Reproduce, word for word and in full, the text below describing the Presto and Alluxio benchmark setup on AWS.
-------- Text excerpt --------
Each instance launched Presto and Alluxio, co-locating the two services. For hardware, we used three h1.8xlarge AWS instances, each with 8TB ephemeral disks mounted for use by Alluxio to cache data local to Presto.S3 was mounted to Alluxio as the underlying persisting file system.
Two catalogs were configured for Presto; one connected to our existing Hive metastore, referencing the benchmark datasets externally stored on S3, and the other connected to a separate Hive metastore with the benchmark tables created in Alluxio.
We used the same datasets on S3 for performance comparison and pre-loaded the data into Alluxio with alluxio fs distributedLoad /testDB.
The Alluxio cluster was started with the following configuration settings:
# Impersonation alluxio.master.security.impersonation.presto.users=* alluxio.master.mount.table.root.ufs=<s3://alluxio_path> alluxio.security.authorization.permission.enabled=false alluxio.security.authentication.type=SIMPLE alluxio.security.authorization.permission.supergroup=* # Alluxio Worker tier configuration alluxio.worker.block.heartbeat.interval=30sec # Prevent disk thrashing alluxio.user.file.passive.cache.enabled=false # Increase Threadpool concurrency for Presto alluxio.user.block.master.client.pool.size.max=256 alluxio.user.file.master.client.pool.size.max=256 # Return full list of blocks alluxio.user.ufs.block.location.all.fallback.enabled=true # Worker properties alluxio.worker.tieredstore.levels=1 alluxio.worker.tieredstore.level0.dirs.mediumtype=HDD alluxio.worker.tieredstore.level0.dirs.path=</path1> alluxio.worker.tieredstore.level0.dirs.quota=<1000GB> # file replica alluxio.user.file.replication.max=3 # User properties alluxio.user.file.readtype.default=CACHE_PROMOTE # Writes data only to Alluxio before returning a successful write alluxio.user.file.writetype.default=MUST_CACHE
Above shows initial alluxio-site.properties
We noticed that Alluxio did not perform as expected when processing large amounts of small files. We enabled metadata caching to tune the performance.
-------- Information shown --------
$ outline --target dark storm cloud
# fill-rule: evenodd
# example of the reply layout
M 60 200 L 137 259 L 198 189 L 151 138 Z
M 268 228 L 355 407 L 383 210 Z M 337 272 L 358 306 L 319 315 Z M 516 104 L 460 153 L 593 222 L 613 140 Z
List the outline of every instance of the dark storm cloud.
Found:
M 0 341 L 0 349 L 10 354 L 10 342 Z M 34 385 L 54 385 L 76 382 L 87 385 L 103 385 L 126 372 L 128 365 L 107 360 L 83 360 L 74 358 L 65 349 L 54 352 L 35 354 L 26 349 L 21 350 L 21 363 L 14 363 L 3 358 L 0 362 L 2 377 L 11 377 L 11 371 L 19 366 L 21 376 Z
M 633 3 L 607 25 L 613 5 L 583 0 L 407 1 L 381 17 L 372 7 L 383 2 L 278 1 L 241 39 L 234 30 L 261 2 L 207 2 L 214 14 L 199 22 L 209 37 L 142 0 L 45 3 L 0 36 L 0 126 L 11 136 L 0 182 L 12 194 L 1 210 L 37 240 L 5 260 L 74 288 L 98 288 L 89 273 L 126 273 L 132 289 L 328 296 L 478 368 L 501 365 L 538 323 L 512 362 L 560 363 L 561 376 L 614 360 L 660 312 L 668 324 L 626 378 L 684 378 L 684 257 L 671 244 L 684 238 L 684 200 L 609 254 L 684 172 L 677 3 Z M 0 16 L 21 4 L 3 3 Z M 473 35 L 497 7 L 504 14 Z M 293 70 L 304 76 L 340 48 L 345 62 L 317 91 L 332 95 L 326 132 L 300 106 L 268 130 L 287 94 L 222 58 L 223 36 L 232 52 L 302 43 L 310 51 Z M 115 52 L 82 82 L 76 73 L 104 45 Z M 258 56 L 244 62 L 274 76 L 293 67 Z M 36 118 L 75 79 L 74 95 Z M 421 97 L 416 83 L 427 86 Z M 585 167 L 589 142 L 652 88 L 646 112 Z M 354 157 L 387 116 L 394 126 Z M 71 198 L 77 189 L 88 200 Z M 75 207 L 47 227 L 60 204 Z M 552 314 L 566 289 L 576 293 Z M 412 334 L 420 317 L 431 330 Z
--------
» Written answer
Each instance launched Presto and Alluxio, co-locating the two services. For hardware, we used three h1.8xlarge AWS instances, each with 8TB ephemeral disks mounted for use by Alluxio to cache data local to Presto.S3 was mounted to Alluxio as the underlying persisting file system.
Two catalogs were configured for Presto; one connected to our existing Hive metastore, referencing the benchmark datasets externally stored on S3, and the other connected to a separate Hive metastore with the benchmark tables created in Alluxio.
We used the same datasets on S3 for performance comparison and pre-loaded the data into Alluxio with alluxio fs distributedLoad /testDB.
The Alluxio cluster was started with the following configuration settings:
# Impersonation alluxio.master.security.impersonation.presto.users=* alluxio.master.mount.table.root.ufs=<s3://alluxio_path> alluxio.security.authorization.permission.enabled=false alluxio.security.authentication.type=SIMPLE alluxio.security.authorization.permission.supergroup=* # Alluxio Worker tier configuration alluxio.worker.block.heartbeat.interval=30sec # Prevent disk thrashing alluxio.user.file.passive.cache.enabled=false # Increase Threadpool concurrency for Presto alluxio.user.block.master.client.pool.size.max=256 alluxio.user.file.master.client.pool.size.max=256 # Return full list of blocks alluxio.user.ufs.block.location.all.fallback.enabled=true # Worker properties alluxio.worker.tieredstore.levels=1 alluxio.worker.tieredstore.level0.dirs.mediumtype=HDD alluxio.worker.tieredstore.level0.dirs.path=</path1> alluxio.worker.tieredstore.level0.dirs.quota=<1000GB> # file replica alluxio.user.file.replication.max=3 # User properties alluxio.user.file.readtype.default=CACHE_PROMOTE # Writes data only to Alluxio before returning a successful write alluxio.user.file.writetype.default=MUST_CACHE
Above shows initial alluxio-site.properties
We noticed that Alluxio did not perform as expected when processing large amounts of small files. We enabled metadata caching to tune the performance.